:: 原文 ::
キキちゃんが次回作での卒業を発表されました。

とてもショックです。

もう少し、せめてもう一作、

続けてくれるといいな、と思っていましたし、

もともと長くないだろうとは思っていても、

『Le Grand Escalier』を観て、

もっともっと、キキちゃんの宙組を観たい、という想いが、

強くなっていました。

 

 

宙組をめぐるこの11か月間については、

いろいろな思いがありすぎて、

簡単には文章にできませんでした。

 

組ファンの中にも、キキちゃんたちが宙組を壊してしまったと感じて舞台を観られない方もいたようですし、

それを否定することは私にはできませんが…

私自身は、宙組やキキちゃんを応援する気持ちは、

はじめから、微塵も変わることがありませんでした。

 

そう言うと、お花畑などと揶揄する方もいるのですが、

そもそも私は今回の件を、被害者と加害者、という二元論でとらえてはいません。

私たちから見て夢の世界であっても、

タカラジェンヌたちにとっては現実であり、職場であり、人生をかけた戦場であり…

そういう中で心が行き違ってしまうことは、どんな人間関係の中でもありうるし、

それが、亡くなった彼女の心が追い詰められていった中の、原因のひとつなのだろうとは思う。

でも彼女の心の葛藤のすべては誰にもわからないし、

ましてや第三者が、「これが理由」とひとつに断じることができるほど、簡単なものでもないはずです。

 

亡くなった彼女のことが可哀想じゃないのか、

宙組ファンは公演さえできればいいのか、という言葉も、

何度も目にしました。

 

でもね、

宝塚を知らず叩いているだけの人たちよりも、

組ファンである私たちのほうが、何倍も彼女の死を悼んだと思いますよ。

あたりまえでしょう?

無責任に叩いている人たちの中に、

実際に彼女の舞台姿を見たことのある人・覚えている人がどれだけいただろう?

私たちは覚えていましたよ。

歌声だって耳に焼き付いてますよ。

映像を見ていて端に彼女の姿が映ればすぐに気づくし、今でも涙が出ます。

大切な贔屓組の子が亡くなった。

そのことに、ファンとして傷つかなかったわけはないです。


だけど、そういうことも全部ひっくるめて、

自分がずっと見てきた宙組、

これからも前に進もうとする宙組を信じたんです。

 

 

私のように内情を知らないただのファンにでもわかるような、

劇団の慣習などに関するあきらかな事実誤認記事や、

意図的とも思える誤解を招く見出し…

そういうものを平気で垂れ流す週刊誌を、

まるごと信じる理由は、私には、ありません。

それを鵜呑みにすることのほうが、私にはお花畑に思えます。

 

嘘もあるかもしれないけど、事実だって書かれてるかもしれないじゃないか、という人もいます。

でもね、嘘を嘘とわかって書く媒体は、

例えその中にいくつかの“事実”を織り混ぜたとしても、

“真実を追求する”気などさらさらなく、

断じて信用に足るものではあり得ないし、

そのために誰かが悪者になってもおかまいなしなのですよ。
:::
:: 生データ ::
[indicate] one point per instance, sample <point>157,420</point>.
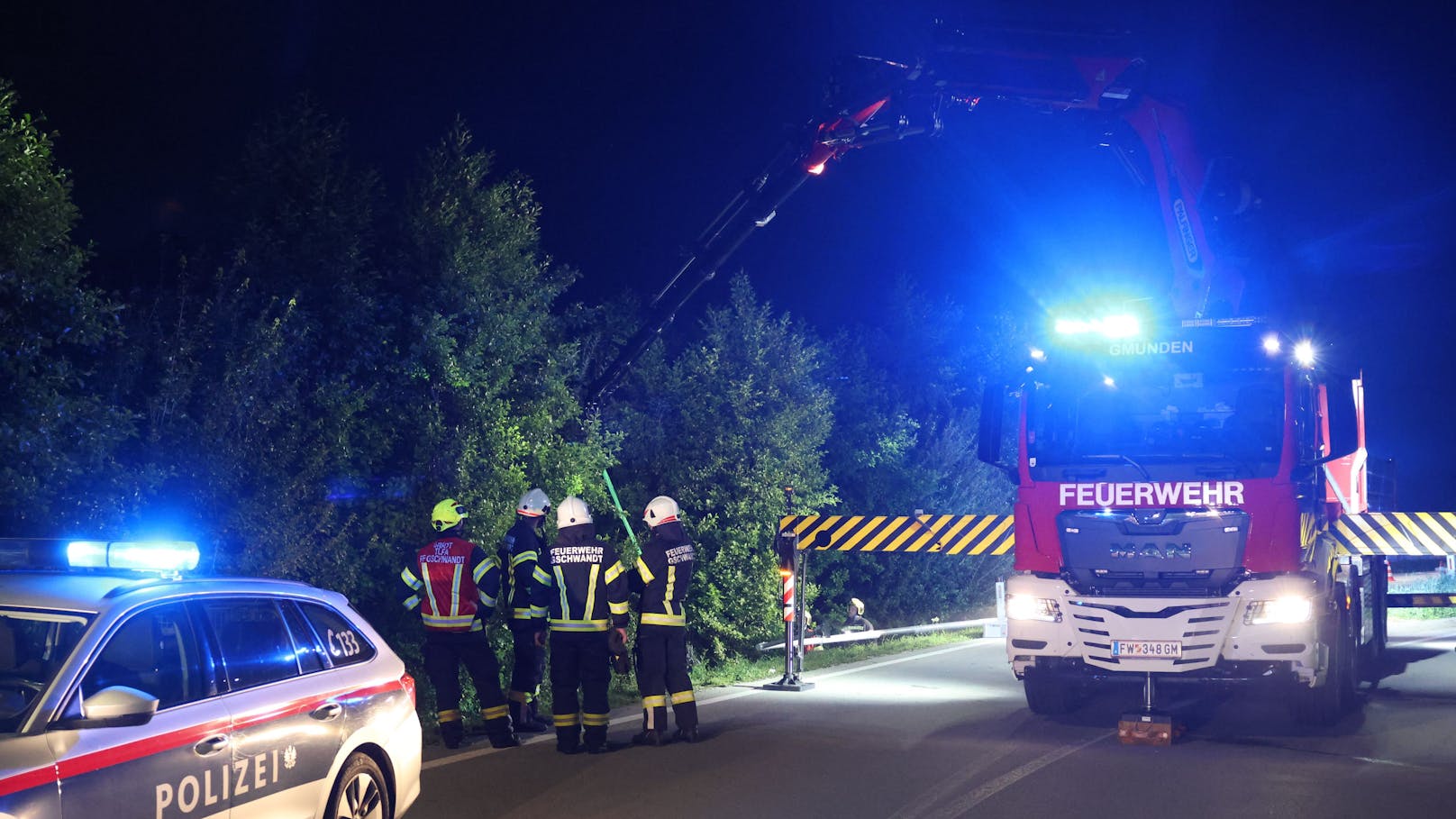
:::
指示内容:
上の原文について、次の問いに答えてください。
(a) キキちゃんはいつでの卒業を発表したか。
(b) 筆者がキキちゃんの宙組をもっと観たいと強く思うようになったのは、何という作品を観てからか。
(c) 筆者が簡単には文章にできなかったと述べているのは、宙組をめぐる何か月間についてか。

回答:
(a) 次回作
(b) 『Le Grand Escalier』
(c) 11か月間